▼

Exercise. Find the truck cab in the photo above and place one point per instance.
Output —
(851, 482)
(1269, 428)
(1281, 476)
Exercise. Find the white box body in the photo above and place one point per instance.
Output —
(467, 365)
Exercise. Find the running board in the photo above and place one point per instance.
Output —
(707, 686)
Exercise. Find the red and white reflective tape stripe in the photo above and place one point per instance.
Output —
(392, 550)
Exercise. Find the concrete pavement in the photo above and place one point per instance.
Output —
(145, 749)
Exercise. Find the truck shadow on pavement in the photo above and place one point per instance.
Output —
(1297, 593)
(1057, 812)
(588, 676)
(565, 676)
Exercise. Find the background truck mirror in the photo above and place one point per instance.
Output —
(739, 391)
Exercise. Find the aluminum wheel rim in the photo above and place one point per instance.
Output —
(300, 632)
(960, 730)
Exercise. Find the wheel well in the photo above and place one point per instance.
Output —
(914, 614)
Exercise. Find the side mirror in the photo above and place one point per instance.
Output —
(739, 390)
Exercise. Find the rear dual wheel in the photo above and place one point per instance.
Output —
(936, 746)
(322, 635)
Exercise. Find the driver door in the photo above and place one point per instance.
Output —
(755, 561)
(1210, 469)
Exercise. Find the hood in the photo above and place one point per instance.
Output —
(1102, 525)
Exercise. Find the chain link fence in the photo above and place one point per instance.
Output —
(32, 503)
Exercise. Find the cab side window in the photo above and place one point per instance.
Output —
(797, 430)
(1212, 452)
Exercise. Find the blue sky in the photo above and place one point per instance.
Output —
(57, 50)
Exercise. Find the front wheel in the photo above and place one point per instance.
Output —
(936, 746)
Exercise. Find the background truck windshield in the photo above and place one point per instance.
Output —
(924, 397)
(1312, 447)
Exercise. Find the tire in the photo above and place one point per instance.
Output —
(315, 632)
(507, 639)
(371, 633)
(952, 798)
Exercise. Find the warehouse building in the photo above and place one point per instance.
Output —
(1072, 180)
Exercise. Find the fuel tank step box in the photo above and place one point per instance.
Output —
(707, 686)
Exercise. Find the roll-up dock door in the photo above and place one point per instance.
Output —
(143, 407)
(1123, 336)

▲

**Work order:** When the word "background" appears in a line of the listing, pull that line out.

**Expected answer:**
Exercise. Find the background truck mirror in the photo above and place one point per instance.
Exercise. Find the background truck windshield in the photo above and place one point per instance.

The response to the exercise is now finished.